## Start GIVEN TEXT
As to the evidence from members of the Australian Federal Police that they saw a box either in Brown's possession or in his car, the defence case was that they were either at best inept or at worst corrupt. Counsel referred to the extract from the video relied upon as showing a box in the car, Exhibit 4, described by Counsel as "the best piece of evidence that the prosecution had" and argued that it was not a box but something flatter than a box and certainly of different dimensions to the box described.
Plainly the evidence of Faggetter was very important but it had its difficulties for the Crown. Also important was the police evidence of their observations of the white box in Brown’s car and its movements and Brown’s handling of it. The Crown had the difficulty, however, of discrepancies between the contemporaneous police notes and the running sheets occurring in the context of evidence of subornation of perjury by the senior officers and limited video evidence that tended to contradict its case in some areas that were in dispute[8] and a failure to record crucial alleged observations of Salmon and Tainton[9]. The Crown also had the difficulty that the package was not recovered. The Crown alleged that Brown received the package from Faggetter and passed it on to Deutschmann. But there was no observation of that second transfer occurring and neither of them was in possession of the package when arrested.
[8]E.g. the presence of the white box in the applicant’s car, the direction of the departure of the applicant’s car from McDonalds.
[9]E.g. Salmon’s alleged observations of Brown taking the package to his car and later standing in Raynes Street and the cars parked there; Tainton’s alleged observation of the box in the right rear of Brown’s car at McDonalds.
Grounds of appeal
The grounds are as follows:
"GROUNDS OF APPEAL: CONVICTION
1A. A miscarriage of justice resulted from the admission into evidence through the witness Michael James Barclay of a conversation with Andrew Deutschmann concerning a package.
1B. The trial judge failed to direct the jury sufficiently or at all as to the permissible use (and impermissible use) to be made of the evidence of Michael James Barclay concerning –
(a)a conversation with Andrew Deutschmann concerning a package;
(b)the inclusion of false material in his statement dated 28 February 2001 at the suggestion of Peter Kocalides and John Cafferkey.
1C. A miscarriage of justice resulted from the failure of the trial judge to warn the jury sufficiently or at all that it would be dangerous to convict on the evidence of Peter Kocalides and John Cafferkey.
2A. The trial judge erred in the accomplice directions concerning the witness Tarquin Faggetter, and in particular –
(a)items were left to the jury as being capable of corroborating the witness when they were not so capable;
(b)she informed the jury that she had found that the evidence which she later left was capable of corroborating the witness;
(c)she used the expression "corroboration" rather than "supporting evidence";
(d)she failed to direct the jury sufficiently or at all that even should they find corroboration the jury should still heed the warning given concerning the witness and the reasons for the warning.
2B. The trial judge erred in her "tainted witness" directions concerning the witness Tarquin Faggetter, and in particular –
(a)items were left to the jury as being capable of corroborating the witness when they were not so capable;
(b)she failed to direct the jury sufficiently or at all that even should they find corroboration the jury should still heed the warning given concerning the witness and the reasons for the warning;
(c)she failed to direct sufficiently or at all that it would be dangerous to convict on the evidence of the witness.
## End GIVEN TEXT
## Start EXCERPTED DATA
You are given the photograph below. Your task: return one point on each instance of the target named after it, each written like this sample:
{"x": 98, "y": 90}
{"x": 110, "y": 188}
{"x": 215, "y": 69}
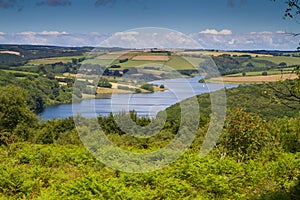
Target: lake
{"x": 145, "y": 104}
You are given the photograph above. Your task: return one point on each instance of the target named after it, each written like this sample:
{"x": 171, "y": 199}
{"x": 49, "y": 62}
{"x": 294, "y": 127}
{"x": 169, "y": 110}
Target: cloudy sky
{"x": 214, "y": 24}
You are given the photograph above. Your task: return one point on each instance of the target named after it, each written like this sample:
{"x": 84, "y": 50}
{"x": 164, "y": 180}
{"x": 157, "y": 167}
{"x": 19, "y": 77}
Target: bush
{"x": 148, "y": 87}
{"x": 264, "y": 73}
{"x": 245, "y": 135}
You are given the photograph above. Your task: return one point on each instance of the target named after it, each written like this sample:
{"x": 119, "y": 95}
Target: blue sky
{"x": 63, "y": 22}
## End EXCERPTED DATA
- TASK 1:
Answer these questions using the appeal excerpt above the records:
(a) What did counsel call Exhibit 4?
(b) To whom did the Crown allege Brown passed the package?
(c) On what date was Michael James Barclay's statement made?
- TASK 2: List the labels of all the grounds of appeal against conviction in the appeal excerpt above the records, in the order they appear.
- TASK 3: From the appeal excerpt above the records, extract the passage between "[8]E.g. the presence" and "concerning a package.", inclusive.

- COMPLETE ANSWER 1:
(a) "the best piece of evidence that the prosecution had"
(b) Deutschmann
(c) 28 February 2001

- COMPLETE ANSWER 2: 1A, 1B, 1C, 2A, 2B

- COMPLETE ANSWER 3:
[8]E.g. the presence of the white box in the applicant’s car, the direction of the departure of the applicant’s car from McDonalds.
[9]E.g. Salmon’s alleged observations of Brown taking the package to his car and later standing in Raynes Street and the cars parked there; Tainton’s alleged observation of the box in the right rear of Brown’s car at McDonalds.
Grounds of appeal
The grounds are as follows:
"GROUNDS OF APPEAL: CONVICTION
1A. A miscarriage of justice resulted from the admission into evidence through the witness Michael James Barclay of a conversation with Andrew Deutschmann concerning a package.